▶ _Task description_
Convert the data from the line containing "Q: Find one point on every instance of the jeans" through its final line into a numbered list, with both of those lines included and blank lines omitted.
* * * *
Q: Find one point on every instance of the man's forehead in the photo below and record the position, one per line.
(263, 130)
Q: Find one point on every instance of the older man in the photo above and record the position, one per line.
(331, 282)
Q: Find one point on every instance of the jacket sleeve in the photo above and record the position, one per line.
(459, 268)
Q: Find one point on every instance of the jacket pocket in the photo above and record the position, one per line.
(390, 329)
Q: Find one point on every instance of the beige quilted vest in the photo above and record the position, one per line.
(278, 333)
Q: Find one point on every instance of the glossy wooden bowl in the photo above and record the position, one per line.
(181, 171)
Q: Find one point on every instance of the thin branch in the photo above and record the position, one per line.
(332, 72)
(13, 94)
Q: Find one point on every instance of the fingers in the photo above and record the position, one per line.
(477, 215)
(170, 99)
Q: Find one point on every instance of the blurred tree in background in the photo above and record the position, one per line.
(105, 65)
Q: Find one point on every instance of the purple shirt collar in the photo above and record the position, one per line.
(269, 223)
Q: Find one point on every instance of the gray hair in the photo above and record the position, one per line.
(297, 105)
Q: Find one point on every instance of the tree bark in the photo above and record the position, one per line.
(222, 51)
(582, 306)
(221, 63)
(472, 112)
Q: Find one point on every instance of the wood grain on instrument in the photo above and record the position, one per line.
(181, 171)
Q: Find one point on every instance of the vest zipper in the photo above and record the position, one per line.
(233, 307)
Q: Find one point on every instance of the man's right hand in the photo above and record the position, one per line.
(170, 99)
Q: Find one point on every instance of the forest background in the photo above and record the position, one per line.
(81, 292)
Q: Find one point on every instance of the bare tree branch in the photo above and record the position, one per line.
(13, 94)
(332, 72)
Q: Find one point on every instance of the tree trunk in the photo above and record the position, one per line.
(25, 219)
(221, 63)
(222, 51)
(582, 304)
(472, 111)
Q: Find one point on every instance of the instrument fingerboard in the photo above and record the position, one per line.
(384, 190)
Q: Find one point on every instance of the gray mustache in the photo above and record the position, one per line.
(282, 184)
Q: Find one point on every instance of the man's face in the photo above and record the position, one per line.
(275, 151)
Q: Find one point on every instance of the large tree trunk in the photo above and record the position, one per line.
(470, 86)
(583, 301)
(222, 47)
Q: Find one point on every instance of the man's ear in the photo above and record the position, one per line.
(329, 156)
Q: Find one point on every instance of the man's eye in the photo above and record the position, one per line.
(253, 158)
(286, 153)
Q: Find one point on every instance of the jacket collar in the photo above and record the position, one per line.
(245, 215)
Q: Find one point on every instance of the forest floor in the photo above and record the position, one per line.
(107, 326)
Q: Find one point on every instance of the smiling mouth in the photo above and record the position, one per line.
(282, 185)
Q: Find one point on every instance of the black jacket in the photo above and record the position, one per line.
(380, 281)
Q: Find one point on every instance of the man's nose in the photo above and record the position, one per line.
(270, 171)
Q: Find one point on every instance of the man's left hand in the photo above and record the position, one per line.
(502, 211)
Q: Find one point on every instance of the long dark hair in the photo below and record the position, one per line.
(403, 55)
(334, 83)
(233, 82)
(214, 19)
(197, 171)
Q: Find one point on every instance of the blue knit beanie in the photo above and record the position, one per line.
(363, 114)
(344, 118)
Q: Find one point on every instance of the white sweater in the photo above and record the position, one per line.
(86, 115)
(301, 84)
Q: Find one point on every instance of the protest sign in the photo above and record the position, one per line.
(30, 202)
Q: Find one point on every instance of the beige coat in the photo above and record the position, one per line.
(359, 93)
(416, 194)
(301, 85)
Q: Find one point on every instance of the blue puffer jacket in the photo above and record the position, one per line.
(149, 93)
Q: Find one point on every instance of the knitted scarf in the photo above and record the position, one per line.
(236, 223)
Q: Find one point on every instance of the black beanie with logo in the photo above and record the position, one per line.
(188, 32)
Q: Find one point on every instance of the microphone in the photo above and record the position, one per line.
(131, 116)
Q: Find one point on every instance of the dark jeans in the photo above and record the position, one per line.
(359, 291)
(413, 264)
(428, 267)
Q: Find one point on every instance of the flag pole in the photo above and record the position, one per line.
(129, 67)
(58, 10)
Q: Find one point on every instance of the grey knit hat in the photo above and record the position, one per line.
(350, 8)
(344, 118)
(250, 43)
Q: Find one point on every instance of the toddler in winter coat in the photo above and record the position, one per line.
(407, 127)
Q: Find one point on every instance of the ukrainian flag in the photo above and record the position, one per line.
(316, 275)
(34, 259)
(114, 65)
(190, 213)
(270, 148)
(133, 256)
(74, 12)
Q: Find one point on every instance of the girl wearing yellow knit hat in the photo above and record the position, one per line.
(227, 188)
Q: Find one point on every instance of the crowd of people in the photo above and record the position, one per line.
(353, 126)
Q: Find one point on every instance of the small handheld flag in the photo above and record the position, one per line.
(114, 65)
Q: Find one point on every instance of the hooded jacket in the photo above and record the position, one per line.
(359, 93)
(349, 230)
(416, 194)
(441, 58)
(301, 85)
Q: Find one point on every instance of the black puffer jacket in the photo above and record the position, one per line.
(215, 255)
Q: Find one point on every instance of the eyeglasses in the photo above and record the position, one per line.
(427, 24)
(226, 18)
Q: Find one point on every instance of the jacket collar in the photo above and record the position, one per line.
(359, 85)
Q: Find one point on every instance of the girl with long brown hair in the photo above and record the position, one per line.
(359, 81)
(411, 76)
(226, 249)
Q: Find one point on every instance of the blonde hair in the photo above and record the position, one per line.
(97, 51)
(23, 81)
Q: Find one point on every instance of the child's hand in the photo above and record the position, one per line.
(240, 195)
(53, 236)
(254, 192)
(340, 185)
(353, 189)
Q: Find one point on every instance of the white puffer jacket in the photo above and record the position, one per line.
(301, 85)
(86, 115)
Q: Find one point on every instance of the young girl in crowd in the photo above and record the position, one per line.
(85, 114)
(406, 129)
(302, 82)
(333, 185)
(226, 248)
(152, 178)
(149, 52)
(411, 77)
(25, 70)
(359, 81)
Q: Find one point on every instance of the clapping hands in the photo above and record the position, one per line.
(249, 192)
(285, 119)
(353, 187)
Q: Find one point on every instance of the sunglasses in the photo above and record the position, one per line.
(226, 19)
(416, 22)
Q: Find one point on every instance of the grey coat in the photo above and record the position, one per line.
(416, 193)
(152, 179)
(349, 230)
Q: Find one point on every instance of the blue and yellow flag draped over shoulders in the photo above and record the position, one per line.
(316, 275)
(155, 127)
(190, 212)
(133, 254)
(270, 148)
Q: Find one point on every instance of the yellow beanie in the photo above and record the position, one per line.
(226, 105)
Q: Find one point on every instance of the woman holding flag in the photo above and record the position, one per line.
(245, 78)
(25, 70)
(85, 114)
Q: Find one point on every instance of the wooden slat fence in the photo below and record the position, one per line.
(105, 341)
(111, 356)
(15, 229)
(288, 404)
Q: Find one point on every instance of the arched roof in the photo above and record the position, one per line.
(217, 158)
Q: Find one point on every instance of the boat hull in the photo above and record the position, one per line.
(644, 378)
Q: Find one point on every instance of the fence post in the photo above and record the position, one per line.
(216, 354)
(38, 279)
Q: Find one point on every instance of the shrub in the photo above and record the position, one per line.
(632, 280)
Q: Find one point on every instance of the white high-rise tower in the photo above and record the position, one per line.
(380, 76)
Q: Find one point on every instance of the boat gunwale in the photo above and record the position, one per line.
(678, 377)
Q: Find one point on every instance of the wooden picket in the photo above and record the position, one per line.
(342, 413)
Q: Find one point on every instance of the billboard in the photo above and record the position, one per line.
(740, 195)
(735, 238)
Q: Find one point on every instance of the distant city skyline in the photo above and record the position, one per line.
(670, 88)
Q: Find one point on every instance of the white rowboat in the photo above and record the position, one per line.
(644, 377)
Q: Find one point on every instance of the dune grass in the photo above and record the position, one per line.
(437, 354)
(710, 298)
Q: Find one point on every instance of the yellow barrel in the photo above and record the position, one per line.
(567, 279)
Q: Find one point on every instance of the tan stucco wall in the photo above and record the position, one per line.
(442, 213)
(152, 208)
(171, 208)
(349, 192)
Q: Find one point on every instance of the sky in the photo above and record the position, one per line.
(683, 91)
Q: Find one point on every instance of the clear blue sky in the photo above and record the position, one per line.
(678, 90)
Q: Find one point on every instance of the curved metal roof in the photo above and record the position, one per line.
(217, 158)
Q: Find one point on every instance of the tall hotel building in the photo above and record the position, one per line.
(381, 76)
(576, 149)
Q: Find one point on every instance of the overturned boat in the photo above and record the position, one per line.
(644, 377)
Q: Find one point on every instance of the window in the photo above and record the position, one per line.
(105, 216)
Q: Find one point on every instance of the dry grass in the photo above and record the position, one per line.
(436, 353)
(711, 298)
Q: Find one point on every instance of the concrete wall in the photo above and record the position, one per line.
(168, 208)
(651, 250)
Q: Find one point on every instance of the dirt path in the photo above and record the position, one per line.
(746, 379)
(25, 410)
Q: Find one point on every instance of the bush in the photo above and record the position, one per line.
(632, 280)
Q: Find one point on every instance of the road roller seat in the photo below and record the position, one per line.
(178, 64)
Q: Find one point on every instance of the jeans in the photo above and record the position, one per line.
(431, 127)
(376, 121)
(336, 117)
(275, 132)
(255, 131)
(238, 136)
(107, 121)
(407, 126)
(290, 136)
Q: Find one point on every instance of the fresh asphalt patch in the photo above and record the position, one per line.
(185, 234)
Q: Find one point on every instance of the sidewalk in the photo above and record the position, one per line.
* * * *
▶ _Written response_
1. Q: Find one point on every instance of the jeans in the photo above and record the position, one per line.
2. (431, 127)
3. (376, 121)
4. (336, 117)
5. (275, 132)
6. (255, 131)
7. (238, 136)
8. (107, 121)
9. (407, 126)
10. (290, 136)
11. Q: Find one point on every instance of the fresh asphalt patch in the photo above and record the position, one per line.
12. (185, 234)
13. Q: Find one point on every instance of the sidewalk in the photo above and record the position, one per line.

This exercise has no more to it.